Write out the lines word for word, starting at the line that contains "Locate every instance of the chartreuse" and ending at the last line, and give only those lines.

> _Available records_
--- BEGIN ---

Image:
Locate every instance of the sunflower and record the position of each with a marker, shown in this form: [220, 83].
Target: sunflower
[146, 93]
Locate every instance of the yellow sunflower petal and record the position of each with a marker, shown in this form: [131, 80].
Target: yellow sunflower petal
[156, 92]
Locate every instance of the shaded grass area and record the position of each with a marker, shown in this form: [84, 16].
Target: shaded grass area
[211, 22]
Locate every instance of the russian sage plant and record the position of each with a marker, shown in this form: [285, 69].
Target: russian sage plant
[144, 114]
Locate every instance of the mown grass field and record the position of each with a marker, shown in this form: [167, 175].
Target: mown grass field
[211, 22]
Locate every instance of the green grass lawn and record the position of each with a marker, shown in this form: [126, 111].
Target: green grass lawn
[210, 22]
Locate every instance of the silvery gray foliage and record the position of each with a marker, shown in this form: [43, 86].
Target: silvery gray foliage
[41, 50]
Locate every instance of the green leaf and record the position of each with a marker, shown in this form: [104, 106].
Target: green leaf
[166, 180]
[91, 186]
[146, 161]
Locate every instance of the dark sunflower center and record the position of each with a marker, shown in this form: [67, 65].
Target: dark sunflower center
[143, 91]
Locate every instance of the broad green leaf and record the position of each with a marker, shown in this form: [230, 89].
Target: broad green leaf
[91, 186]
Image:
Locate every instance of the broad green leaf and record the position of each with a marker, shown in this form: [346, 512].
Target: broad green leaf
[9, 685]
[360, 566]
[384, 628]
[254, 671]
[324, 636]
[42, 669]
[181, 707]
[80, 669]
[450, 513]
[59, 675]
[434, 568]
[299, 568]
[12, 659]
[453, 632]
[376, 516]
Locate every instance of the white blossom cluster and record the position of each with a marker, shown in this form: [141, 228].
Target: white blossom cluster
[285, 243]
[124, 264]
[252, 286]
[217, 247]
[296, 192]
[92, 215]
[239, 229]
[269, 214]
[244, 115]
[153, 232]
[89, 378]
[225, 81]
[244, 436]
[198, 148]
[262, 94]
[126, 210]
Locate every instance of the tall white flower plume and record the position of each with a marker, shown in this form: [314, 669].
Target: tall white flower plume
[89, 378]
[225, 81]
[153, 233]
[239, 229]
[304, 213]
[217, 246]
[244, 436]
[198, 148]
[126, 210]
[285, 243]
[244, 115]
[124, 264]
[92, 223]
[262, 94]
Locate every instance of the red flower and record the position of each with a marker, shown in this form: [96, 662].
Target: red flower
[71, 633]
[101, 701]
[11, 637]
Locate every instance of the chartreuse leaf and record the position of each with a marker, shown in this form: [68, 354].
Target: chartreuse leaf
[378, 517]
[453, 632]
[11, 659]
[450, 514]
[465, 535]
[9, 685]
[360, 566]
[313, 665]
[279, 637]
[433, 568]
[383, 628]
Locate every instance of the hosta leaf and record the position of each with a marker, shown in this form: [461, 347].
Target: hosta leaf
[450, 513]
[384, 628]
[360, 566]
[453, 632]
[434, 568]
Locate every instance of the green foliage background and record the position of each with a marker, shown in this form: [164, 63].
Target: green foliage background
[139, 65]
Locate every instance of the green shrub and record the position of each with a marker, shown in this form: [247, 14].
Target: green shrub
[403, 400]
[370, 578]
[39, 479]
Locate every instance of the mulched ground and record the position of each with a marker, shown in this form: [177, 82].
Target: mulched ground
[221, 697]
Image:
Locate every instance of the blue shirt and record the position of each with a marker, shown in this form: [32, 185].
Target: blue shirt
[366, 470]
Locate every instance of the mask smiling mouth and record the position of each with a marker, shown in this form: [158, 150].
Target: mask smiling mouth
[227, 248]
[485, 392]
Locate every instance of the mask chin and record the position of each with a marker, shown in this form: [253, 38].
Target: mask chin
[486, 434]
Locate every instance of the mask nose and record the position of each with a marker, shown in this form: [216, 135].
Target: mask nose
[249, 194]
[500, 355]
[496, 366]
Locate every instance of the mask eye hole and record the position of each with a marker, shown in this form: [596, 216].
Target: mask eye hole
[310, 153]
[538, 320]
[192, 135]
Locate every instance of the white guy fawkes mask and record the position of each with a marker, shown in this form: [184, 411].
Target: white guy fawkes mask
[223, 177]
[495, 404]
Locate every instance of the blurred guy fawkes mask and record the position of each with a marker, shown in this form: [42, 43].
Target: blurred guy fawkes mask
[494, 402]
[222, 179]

--- END ---

> _Written answer_
Locate every instance of the chartreuse leaf and record the position of each with a marker, shown in this form: [68, 354].
Target: chartreuse leaf
[378, 517]
[453, 632]
[11, 659]
[450, 514]
[465, 535]
[9, 685]
[360, 566]
[313, 665]
[279, 637]
[433, 568]
[383, 628]
Locate every instance of the hosta leaf and record the position of each with a marker, shown in this form: [461, 347].
Target: hosta leaf
[450, 513]
[384, 628]
[360, 566]
[453, 632]
[434, 568]
Locate every instance of the green foliage background and record the position of each with a marker, shown in this form: [164, 63].
Target: green foliage background
[139, 65]
Locate every instance of the green shrub and record the position of each with a marker, shown in this form: [247, 14].
Target: green shrub
[403, 400]
[370, 578]
[39, 479]
Locate every instance of the mulched ground and record the position of each with a marker, shown in this form: [177, 82].
Target: mulched ground
[221, 697]
Image:
Locate every instance of the blue shirt and record the position of each with a marker, shown in this form: [32, 185].
Target: blue shirt
[366, 470]
Locate every instance of the mask smiling mouth and record the position of each with a marker, shown in this form: [158, 150].
Target: mask smiling mouth
[227, 248]
[485, 392]
Locate every instance of the mask chin and record the position of each with a marker, shown in this form: [253, 38].
Target: mask chin
[486, 434]
Locate every instance of the mask nose and record the position of each with a marker, shown in this form: [216, 135].
Target: mask nose
[249, 194]
[500, 355]
[496, 366]
Locate every instance of the mask eye hole and record the position of each with a marker, shown in this form: [596, 216].
Target: mask eye hole
[310, 153]
[538, 320]
[192, 135]
Locate every instance of the white guy fawkes mask and record the position of each with a marker, shown in this form: [184, 411].
Target: white guy fawkes mask
[223, 177]
[495, 404]
Locate every instance of the blurred guy fawkes mask and record the position of each with a marker, shown in this form: [42, 43].
Target: blurred guy fawkes mask
[494, 402]
[222, 179]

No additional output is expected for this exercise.